Rewrite the lines below as a numbered list, leaving out any blank lines.

## Task input
====

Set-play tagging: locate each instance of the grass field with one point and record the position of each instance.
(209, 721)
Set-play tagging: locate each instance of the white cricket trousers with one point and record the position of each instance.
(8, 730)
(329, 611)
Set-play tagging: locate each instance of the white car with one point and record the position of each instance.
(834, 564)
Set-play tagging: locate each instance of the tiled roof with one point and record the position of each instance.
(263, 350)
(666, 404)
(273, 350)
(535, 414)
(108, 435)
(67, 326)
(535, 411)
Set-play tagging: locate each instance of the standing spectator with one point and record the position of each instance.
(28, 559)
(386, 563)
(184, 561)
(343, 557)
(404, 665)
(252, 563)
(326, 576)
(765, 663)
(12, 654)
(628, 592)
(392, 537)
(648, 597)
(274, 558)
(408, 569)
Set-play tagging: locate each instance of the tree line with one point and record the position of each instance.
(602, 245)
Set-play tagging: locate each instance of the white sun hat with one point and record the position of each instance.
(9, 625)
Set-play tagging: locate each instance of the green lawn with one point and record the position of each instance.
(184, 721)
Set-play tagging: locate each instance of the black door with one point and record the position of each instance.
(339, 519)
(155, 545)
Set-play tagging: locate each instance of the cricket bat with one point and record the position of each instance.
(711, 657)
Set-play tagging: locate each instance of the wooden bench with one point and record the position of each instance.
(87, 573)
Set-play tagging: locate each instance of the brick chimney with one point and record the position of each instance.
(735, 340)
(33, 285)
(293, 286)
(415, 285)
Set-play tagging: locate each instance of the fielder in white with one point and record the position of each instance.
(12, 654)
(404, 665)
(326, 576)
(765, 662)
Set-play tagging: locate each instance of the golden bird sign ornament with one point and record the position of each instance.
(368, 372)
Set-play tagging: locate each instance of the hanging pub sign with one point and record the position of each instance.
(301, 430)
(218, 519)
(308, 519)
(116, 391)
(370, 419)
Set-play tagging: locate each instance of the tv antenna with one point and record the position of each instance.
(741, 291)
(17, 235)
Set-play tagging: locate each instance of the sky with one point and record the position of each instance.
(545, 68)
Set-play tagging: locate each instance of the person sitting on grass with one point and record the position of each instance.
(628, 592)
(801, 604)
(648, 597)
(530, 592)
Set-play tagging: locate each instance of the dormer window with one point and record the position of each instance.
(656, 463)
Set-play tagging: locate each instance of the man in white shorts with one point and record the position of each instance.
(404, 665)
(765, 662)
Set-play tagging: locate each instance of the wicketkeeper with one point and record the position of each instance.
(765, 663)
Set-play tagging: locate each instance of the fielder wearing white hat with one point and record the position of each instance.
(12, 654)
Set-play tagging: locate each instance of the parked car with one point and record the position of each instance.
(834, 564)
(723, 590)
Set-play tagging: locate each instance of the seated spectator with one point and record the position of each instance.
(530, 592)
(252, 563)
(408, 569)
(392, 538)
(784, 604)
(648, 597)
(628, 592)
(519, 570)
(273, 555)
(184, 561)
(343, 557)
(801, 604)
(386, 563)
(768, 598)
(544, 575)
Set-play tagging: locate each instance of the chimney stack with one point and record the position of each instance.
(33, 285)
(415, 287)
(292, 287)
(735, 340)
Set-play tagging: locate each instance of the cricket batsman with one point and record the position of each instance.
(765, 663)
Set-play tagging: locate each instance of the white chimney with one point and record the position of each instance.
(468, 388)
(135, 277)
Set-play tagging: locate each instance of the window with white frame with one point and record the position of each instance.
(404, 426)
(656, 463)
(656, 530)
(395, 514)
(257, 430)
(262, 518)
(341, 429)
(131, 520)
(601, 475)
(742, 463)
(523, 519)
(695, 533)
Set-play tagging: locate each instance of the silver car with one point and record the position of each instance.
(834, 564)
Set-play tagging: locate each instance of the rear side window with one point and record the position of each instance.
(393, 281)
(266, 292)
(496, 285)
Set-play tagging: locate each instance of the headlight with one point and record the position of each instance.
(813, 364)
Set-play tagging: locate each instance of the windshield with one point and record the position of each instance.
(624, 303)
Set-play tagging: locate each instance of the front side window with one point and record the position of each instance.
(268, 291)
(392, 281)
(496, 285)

====

## Result of the task
1. Set-play tagging: locate each instance of the grass field with one point and record the position of each instance.
2. (209, 721)
3. Set-play tagging: locate each instance of the white cricket trousers with one point and record the position of each instance.
4. (8, 730)
5. (329, 611)
6. Set-play tagging: locate each instance of the white car with one point and record the position of each instance.
7. (834, 564)
8. Set-play tagging: locate each instance of the tiled roof with one point and record the position of each instance.
9. (263, 350)
10. (666, 404)
11. (273, 350)
12. (535, 414)
13. (108, 435)
14. (67, 326)
15. (535, 411)
16. Set-play tagging: locate each instance of the standing spectator with one point and record the position of each instance.
17. (28, 559)
18. (386, 563)
19. (184, 561)
20. (343, 557)
21. (404, 665)
22. (252, 563)
23. (326, 576)
24. (765, 663)
25. (12, 654)
26. (628, 592)
27. (392, 537)
28. (648, 597)
29. (274, 558)
30. (408, 569)
31. Set-play tagging: locate each instance of the tree line with one point and record the position of each instance.
32. (602, 245)
33. Set-play tagging: locate each instance of the white sun hat with one point and record the position of each instance.
34. (9, 625)
35. Set-play tagging: locate each instance of the green lawn with one point and record the position of each instance.
36. (184, 721)
37. Set-play tagging: locate each instance of the black door with one point and record the position of each instance.
38. (339, 519)
39. (155, 545)
40. Set-play tagging: locate each instance of the cricket bat with one point and record the position of each instance.
41. (711, 657)
42. Set-play tagging: locate each instance of the wooden bench with one point and record the position of each instance.
43. (87, 573)
44. Set-play tagging: locate each instance of the brick chimney with one point and record the position of each instance.
45. (735, 340)
46. (33, 285)
47. (293, 286)
48. (415, 285)
49. Set-play tagging: locate each instance of the fielder in white with one point and record the position of each instance.
50. (12, 654)
51. (404, 665)
52. (326, 576)
53. (765, 662)
54. Set-play tagging: locate each instance of the golden bird sign ornament with one point and record the position of each instance.
55. (368, 372)
56. Set-play tagging: locate each instance of the hanging pub sign with one point and record the position of each instance.
57. (301, 430)
58. (218, 519)
59. (308, 519)
60. (116, 391)
61. (370, 419)
62. Set-play tagging: locate each instance of the tv antenna with one point and record the position of each instance.
63. (741, 291)
64. (17, 235)
65. Set-play tagging: locate each instance of the sky with one point and record the position of each instance.
66. (545, 68)
67. Set-play tagging: locate each instance of the person sitting on grass with one point and record the position of each instance.
68. (628, 592)
69. (801, 604)
70. (648, 597)
71. (530, 592)
72. Set-play tagging: locate each instance of the dormer window with one point and record the position of each instance.
73. (656, 463)
74. Set-play tagging: locate each instance of the man in white shorts with one point and record the position of each instance.
75. (404, 665)
76. (765, 662)
77. Set-play tagging: locate each instance of the wicketkeeper with one point and record the position of each instance.
78. (765, 663)
79. Set-play tagging: locate each instance of the fielder wearing white hat with one point and record the position of each instance.
80. (12, 654)
81. Set-play tagging: locate each instance of the parked car with one point and record the position of each instance.
82. (834, 564)
83. (723, 590)
84. Set-play tagging: locate each instance of the seated spectator with one point and record the position of each instance.
85. (530, 592)
86. (252, 563)
87. (408, 569)
88. (392, 538)
89. (784, 604)
90. (648, 597)
91. (628, 592)
92. (519, 570)
93. (273, 555)
94. (184, 561)
95. (343, 557)
96. (801, 604)
97. (386, 563)
98. (768, 598)
99. (544, 575)
100. Set-play tagging: locate each instance of the chimney stack with one point and record the position of each instance.
101. (33, 285)
102. (415, 287)
103. (292, 287)
104. (735, 340)
105. Set-play tagging: locate each instance of the cricket batsman with one point and record the position of each instance.
106. (765, 663)
107. Set-play tagging: locate each instance of the white chimney with one point and record the position of each instance.
108. (468, 388)
109. (135, 277)
110. Set-play tagging: locate each instance of the window with white frame with one point and record the position of each instance.
111. (404, 426)
112. (656, 463)
113. (656, 530)
114. (395, 514)
115. (257, 430)
116. (262, 518)
117. (341, 429)
118. (131, 520)
119. (601, 475)
120. (742, 463)
121. (523, 519)
122. (695, 533)
123. Set-play tagging: locate each instance of the silver car with one point and record the position of each instance.
124. (834, 564)
125. Set-play tagging: locate each instance of the rear side window with one point and record the position of each instance.
126. (393, 281)
127. (266, 292)
128. (496, 285)
129. Set-play tagging: locate each instance of the headlight with one point and record the position of each instance.
130. (813, 364)
131. Set-play tagging: locate each instance of the windshield with one point and record the position of each instance.
132. (624, 303)
133. Set-play tagging: locate each instance of the front side window with one point and record the position of each instance.
134. (268, 291)
135. (392, 281)
136. (496, 285)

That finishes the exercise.